### Passage provided
##########

Product Management at Cyrkl.com #1: Status, limits and proposition
This is my first deep dive into how we do product at Cyrkl.com. Enjoy!
Why deep dive into our product?
Innovation and product management are my life-long passions which I like to share.
I also like to be as transparent as possible. When you see the process behind all this - the decisions, missteps, building blocks, customer stories etc. - it takes away the artificial magic that comes when you tell the story as an overnight success in retrospect. And that might be discouraging or misleading for many people. I believe there is indeed magic and deep satisfaction in product management, but it comes with hard work, stress, failures and doubts as well.?
Moreover, transparency allows you to compare with your practices and critique mine which helps me think harder and do better.
I believe longer texts are better for this. I write in English although my Czech writing skills are more precise. But we have a very international team and Andrew Gray from Thilia Ventures as an investor so I see this as a better way to share.
Product at Cyrkl.com and business development at Atmoskop.cz
For the past three months, I work on Cyrkl.com, a marketplace for industrial waste in Europe. The idea is simple: Sell and buy large quantities of waste online. Like in many other industries, what was done via telephone and personal connections - thus creating a lot of information asymmetry - is being disrupted, brought to light and made more global and transparent. The key challenge for us is to make the digital solution work on a global scale. The company is in 12 European countries and has around 70 people. Roughly a third of them are in the marketplace team which is a combination of customer support and sales. Product team has a CTO plus five devs and me as product manager/CPO. We get UX from an external agency (good enough solution for now) and do not have a UX researcher yet (high on my wishlist). We share BI capacity and closely work with the marketing team.
My previous project was Atmoskop.cz, a Czech version of GlassDoor. Our vision was to build a better way of finding a job based on culture matching. In five years, we built it from scratch (inside a major corporation) to almost 200 000 employee reviews, thousands of users a day and hundreds of clients with about 60%+ yoy invoicing growth and high retention rates. I was responsible for the whole project: strategy, development, marketing, P&L. The team had six devs, two PMs, a marketer, a UX person and we shared delivery manager, customer care and BI analyst with other product teams. Sales was done via a shared sales force pool along with other corporate products. We focused mainly on the Czech market. In a way, all the practice I learnt in business development and innovation comes from Atmoskop.
What is a product? Customer factory, substitutes, expiry date and that every bit of value matters
Customer factory
So let's break down the basics first. What do I see as a product? The best depiction I have seen so far comes from Ash Maurya, author of Running Lean. (I attended his three-day workshop, one of the best on innovation I've experienced so far!) Ash describes a product as a customer factory. Product creates value for clients. It serves a purpose. It does something the client needs. If it does its purpose well, people use it and pay for it.?
When you look at a digital product as a factory, it boils down to a couple of conversion rates and health metrics. Clients come in, do something, get value and stay or leave. Your goal is to make the visit as useful as possible to keep them. So you look at how many register, how many do transactions, how many come back, how many pay and how much, how long they stay as customers. And you see weak spots that need to be improved.
It is already there, so why should I care about you?
One difficult idea to process around a product is that it has substitutes. That is another way of serving the client. If you need to travel, you can take a cab, rent a car or walk. So the key question for you is also: Why should people use your product and not the existing alternatives which are most probably also fine?

##########

### Data lines

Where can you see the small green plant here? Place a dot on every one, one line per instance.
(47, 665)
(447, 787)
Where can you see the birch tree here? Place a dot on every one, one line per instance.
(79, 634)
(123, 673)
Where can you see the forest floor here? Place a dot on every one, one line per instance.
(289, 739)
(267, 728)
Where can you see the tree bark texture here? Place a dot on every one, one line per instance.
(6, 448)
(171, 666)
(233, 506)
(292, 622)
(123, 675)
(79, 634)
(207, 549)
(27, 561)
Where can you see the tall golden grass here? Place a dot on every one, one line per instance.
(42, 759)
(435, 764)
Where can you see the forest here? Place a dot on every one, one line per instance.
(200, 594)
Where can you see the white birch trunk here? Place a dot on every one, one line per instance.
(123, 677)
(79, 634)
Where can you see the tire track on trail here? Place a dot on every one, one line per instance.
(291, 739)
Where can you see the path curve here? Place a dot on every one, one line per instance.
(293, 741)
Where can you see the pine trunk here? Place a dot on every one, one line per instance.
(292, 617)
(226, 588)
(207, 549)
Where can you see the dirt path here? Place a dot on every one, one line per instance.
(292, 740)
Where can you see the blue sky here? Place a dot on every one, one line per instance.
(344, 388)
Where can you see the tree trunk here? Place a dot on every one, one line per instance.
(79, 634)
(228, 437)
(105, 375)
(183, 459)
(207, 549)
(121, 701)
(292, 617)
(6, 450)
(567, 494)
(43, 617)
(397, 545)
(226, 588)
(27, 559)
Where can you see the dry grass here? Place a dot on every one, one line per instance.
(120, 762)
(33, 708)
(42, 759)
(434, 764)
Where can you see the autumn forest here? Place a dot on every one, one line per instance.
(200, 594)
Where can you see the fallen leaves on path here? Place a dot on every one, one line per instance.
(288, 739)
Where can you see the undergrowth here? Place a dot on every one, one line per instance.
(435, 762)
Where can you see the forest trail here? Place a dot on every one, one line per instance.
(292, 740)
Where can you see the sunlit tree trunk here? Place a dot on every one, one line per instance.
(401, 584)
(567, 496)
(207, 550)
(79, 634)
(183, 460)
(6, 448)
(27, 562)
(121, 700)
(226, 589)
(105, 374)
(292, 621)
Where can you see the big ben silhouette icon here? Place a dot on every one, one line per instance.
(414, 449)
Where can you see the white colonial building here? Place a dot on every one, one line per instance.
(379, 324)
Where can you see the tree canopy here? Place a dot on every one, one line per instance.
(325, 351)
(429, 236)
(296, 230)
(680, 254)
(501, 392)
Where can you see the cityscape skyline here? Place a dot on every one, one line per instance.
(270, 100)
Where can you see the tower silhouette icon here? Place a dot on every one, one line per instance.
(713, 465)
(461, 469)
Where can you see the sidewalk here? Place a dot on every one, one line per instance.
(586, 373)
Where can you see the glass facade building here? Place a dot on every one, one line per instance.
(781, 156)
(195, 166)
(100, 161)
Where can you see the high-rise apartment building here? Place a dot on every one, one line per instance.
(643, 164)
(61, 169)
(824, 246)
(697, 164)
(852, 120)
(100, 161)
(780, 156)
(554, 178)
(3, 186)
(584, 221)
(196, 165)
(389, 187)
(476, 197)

##########

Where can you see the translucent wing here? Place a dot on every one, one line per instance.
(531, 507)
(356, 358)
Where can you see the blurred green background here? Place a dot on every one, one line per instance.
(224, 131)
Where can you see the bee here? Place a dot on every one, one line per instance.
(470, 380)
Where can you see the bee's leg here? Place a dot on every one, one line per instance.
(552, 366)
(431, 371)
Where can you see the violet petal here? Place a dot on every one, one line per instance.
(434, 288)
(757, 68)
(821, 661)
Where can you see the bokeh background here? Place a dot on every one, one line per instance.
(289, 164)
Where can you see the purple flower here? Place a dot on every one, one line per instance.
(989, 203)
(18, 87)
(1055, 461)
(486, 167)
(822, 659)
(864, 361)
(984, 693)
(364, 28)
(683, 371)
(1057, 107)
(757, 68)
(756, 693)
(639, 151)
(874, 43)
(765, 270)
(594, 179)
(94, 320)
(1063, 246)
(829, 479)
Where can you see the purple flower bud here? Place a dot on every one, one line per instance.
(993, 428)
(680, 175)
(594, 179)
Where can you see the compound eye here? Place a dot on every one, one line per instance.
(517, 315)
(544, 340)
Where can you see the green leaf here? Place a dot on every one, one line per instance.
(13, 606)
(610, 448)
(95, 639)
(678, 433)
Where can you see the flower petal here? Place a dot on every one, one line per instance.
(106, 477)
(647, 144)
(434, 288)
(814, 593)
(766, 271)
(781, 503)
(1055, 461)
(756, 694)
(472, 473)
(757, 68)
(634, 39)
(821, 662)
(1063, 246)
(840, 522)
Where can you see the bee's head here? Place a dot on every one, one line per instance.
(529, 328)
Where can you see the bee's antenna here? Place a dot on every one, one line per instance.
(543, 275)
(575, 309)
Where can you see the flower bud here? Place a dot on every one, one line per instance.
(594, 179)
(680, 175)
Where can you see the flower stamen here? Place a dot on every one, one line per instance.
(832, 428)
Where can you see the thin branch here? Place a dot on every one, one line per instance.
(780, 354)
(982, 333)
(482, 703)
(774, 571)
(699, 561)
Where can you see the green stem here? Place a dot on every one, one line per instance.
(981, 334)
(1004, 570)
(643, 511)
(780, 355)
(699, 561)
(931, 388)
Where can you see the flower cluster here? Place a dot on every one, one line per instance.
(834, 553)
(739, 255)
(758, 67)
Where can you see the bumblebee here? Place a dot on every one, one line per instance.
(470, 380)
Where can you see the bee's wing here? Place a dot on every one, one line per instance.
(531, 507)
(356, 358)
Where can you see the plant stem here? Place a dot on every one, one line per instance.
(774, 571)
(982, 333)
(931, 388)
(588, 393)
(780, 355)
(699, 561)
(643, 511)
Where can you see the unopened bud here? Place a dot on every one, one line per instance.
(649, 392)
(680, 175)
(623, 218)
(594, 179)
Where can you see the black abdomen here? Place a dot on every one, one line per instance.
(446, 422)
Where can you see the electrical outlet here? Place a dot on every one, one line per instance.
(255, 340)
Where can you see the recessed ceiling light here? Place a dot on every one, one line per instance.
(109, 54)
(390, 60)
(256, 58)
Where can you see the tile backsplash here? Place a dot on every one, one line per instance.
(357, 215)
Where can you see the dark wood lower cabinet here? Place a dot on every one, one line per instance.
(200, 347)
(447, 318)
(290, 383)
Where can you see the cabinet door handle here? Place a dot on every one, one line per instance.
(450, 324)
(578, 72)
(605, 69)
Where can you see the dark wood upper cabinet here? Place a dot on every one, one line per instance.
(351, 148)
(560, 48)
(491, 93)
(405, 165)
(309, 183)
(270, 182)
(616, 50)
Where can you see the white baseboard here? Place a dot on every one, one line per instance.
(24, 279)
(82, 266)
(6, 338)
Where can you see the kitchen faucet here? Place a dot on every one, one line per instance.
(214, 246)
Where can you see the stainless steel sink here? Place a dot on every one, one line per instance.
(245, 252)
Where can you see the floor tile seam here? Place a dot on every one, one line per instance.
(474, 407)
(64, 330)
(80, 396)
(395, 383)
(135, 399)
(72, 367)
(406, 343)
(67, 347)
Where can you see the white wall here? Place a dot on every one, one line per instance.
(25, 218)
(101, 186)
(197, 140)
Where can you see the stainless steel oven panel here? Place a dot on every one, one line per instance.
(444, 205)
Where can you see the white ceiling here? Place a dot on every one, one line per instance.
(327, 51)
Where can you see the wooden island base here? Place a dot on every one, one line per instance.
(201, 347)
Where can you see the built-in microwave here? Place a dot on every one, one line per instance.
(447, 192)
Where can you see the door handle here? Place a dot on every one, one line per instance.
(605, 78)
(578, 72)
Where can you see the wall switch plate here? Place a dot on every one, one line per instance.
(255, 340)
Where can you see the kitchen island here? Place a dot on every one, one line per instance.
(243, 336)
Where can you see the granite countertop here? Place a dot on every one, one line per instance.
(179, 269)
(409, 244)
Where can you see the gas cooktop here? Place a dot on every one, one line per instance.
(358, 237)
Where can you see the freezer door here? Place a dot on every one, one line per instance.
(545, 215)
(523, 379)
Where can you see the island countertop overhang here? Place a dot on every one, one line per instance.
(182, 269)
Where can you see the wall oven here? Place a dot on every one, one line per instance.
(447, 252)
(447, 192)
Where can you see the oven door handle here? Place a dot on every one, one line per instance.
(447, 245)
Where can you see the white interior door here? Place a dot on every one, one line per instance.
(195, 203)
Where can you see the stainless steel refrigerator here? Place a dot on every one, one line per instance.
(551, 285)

##########

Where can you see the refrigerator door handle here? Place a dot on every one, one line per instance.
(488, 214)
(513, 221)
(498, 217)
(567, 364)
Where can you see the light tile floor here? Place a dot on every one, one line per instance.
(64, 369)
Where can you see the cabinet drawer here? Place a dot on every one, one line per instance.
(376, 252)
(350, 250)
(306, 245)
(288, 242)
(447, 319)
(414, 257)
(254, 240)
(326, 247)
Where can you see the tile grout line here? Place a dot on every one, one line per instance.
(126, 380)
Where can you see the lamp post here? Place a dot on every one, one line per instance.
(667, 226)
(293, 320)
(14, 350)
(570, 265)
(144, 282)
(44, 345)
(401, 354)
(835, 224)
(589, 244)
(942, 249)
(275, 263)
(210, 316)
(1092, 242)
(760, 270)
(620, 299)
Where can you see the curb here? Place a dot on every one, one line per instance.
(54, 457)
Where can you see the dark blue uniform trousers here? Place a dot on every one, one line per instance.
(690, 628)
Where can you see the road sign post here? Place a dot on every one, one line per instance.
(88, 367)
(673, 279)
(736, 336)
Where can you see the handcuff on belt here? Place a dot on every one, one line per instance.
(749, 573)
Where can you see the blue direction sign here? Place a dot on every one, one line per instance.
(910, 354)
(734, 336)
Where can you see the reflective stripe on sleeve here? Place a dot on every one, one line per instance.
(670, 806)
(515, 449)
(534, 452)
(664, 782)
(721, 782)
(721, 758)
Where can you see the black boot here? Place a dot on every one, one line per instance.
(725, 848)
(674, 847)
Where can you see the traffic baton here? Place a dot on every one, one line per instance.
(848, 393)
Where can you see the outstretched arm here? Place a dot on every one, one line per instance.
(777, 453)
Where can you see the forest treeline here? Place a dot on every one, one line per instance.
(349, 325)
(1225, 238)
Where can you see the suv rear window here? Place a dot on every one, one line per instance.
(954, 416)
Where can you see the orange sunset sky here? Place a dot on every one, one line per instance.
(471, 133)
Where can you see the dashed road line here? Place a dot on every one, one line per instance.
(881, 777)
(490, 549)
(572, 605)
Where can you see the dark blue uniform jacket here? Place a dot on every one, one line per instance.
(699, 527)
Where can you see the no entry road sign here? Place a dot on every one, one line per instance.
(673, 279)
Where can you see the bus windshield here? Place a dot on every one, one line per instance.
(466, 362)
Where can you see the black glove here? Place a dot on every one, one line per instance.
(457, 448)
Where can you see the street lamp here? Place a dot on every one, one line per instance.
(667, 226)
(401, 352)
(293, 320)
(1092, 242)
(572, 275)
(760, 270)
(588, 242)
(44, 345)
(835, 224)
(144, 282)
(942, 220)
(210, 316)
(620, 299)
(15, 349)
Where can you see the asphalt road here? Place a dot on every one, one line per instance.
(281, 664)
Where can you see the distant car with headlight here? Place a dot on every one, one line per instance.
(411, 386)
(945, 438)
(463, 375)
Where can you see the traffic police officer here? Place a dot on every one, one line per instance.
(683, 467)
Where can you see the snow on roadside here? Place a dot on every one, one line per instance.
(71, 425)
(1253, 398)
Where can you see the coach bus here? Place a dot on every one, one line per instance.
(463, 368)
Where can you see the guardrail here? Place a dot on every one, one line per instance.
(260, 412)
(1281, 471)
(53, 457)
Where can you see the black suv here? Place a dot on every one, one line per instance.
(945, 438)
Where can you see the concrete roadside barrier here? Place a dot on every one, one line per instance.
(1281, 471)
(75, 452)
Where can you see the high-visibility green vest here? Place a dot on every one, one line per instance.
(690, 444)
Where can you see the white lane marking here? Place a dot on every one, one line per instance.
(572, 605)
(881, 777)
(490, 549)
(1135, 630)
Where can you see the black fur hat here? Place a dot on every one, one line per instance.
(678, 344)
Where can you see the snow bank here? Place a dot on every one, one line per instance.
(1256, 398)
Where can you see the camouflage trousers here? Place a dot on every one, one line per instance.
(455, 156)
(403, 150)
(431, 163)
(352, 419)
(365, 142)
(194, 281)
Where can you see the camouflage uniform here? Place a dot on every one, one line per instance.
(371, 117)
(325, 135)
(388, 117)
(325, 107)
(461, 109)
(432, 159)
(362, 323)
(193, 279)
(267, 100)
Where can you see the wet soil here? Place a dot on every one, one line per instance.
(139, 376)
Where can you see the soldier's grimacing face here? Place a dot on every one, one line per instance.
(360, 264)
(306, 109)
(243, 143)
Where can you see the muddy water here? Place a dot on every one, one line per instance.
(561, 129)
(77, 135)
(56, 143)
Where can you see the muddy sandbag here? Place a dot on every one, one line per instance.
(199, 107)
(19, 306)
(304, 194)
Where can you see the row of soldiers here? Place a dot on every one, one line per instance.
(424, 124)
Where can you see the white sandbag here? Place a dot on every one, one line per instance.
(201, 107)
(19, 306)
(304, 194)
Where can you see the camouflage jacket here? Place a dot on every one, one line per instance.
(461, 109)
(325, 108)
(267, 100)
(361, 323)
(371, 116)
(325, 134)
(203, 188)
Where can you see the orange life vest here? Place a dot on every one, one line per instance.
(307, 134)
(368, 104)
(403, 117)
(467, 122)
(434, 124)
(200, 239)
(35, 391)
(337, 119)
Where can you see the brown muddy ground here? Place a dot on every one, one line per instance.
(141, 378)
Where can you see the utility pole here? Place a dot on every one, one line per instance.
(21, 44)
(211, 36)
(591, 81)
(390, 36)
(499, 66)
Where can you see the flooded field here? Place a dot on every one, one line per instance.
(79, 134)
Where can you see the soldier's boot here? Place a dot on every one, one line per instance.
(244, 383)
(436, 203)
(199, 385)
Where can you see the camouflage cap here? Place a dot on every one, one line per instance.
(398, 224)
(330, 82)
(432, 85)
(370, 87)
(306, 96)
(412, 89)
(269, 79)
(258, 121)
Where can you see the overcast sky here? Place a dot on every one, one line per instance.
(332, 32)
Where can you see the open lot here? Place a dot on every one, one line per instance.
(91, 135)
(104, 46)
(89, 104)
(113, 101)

##########

Retype the passage from the product management text, from "When you look" up to and including "care about you?".

When you look at a digital product as a factory, it boils down to a couple of conversion rates and health metrics. Clients come in, do something, get value and stay or leave. Your goal is to make the visit as useful as possible to keep them. So you look at how many register, how many do transactions, how many come back, how many pay and how much, how long they stay as customers. And you see weak spots that need to be improved.
It is already there, so why should I care about you?